**Exercise**.
In the material below, start at the line containing "Find every instance of the lamp" and copy each line word for word, ending with the line containing "Find every instance of the arched doorway".

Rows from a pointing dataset
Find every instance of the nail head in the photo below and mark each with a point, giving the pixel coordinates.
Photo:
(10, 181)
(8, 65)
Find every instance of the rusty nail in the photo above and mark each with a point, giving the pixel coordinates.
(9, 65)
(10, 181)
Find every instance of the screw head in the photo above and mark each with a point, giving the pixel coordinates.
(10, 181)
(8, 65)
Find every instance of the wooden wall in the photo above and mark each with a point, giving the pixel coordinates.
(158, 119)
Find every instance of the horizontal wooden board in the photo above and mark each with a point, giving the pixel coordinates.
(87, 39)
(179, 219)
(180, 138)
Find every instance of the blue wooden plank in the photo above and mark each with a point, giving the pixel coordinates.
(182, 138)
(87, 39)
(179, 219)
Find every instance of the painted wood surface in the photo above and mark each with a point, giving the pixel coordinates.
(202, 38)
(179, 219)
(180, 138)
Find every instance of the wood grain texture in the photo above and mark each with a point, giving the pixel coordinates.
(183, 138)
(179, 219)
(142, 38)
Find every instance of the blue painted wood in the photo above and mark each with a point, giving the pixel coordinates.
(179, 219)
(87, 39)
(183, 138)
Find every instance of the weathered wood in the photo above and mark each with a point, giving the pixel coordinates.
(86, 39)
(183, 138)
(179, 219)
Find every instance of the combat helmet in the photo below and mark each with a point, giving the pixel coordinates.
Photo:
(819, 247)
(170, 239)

...

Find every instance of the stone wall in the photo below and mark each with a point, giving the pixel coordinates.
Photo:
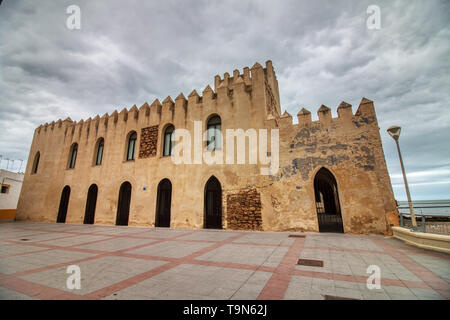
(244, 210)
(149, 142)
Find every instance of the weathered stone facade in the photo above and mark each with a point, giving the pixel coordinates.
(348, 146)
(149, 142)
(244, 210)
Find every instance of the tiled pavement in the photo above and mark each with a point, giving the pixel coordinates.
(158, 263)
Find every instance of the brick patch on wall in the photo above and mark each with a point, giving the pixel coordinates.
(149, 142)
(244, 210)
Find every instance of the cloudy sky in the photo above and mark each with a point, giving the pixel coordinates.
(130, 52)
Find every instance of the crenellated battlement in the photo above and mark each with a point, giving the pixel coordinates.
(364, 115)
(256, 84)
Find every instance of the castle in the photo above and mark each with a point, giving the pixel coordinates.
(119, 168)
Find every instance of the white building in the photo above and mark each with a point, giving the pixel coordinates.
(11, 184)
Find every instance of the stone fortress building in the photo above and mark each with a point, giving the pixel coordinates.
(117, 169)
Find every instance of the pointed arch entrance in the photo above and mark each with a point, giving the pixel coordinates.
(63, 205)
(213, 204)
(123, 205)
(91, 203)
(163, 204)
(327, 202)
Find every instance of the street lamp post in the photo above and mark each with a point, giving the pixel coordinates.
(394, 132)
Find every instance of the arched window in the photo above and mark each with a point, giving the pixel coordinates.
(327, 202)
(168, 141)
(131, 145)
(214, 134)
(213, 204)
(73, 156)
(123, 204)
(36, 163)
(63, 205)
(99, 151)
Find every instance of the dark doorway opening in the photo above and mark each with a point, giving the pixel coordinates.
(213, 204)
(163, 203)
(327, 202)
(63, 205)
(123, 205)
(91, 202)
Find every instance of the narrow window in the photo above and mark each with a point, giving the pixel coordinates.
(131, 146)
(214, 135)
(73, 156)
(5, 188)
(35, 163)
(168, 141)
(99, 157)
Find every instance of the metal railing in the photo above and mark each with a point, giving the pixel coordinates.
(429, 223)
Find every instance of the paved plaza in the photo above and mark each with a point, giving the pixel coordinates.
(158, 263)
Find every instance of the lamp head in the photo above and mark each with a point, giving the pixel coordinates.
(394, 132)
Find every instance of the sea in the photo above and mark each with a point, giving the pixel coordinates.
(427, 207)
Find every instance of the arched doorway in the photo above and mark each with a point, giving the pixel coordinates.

---

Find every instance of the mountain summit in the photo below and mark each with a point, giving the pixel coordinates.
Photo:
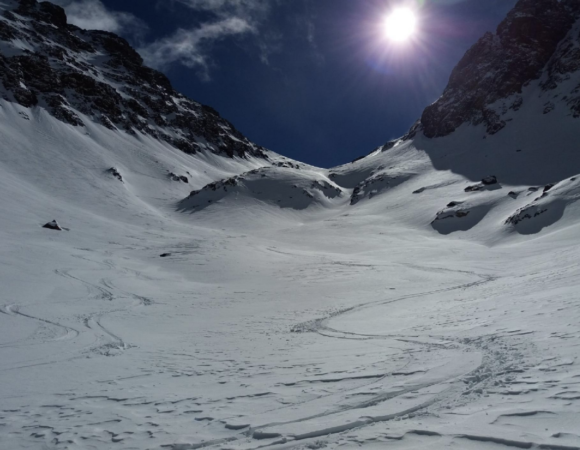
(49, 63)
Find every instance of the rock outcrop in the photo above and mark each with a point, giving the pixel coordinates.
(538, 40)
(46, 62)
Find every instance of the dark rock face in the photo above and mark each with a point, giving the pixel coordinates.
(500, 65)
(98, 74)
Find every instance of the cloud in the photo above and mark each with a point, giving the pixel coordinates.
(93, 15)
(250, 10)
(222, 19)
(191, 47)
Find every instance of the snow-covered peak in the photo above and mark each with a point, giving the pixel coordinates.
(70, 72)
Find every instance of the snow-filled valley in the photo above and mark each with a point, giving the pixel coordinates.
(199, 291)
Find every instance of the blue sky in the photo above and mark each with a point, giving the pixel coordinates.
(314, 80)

**Solution to the problem**.
Find every instance of the lamp head in the photo above and mark each with a point, giving the pixel coordinates.
(394, 132)
Find every instance of the sea in the photo above and mark each with a point, giving the pixel coordinates.
(427, 207)
Find every instance of the arched doorway in the photo above and mark each with a point, giving the pixel coordinates.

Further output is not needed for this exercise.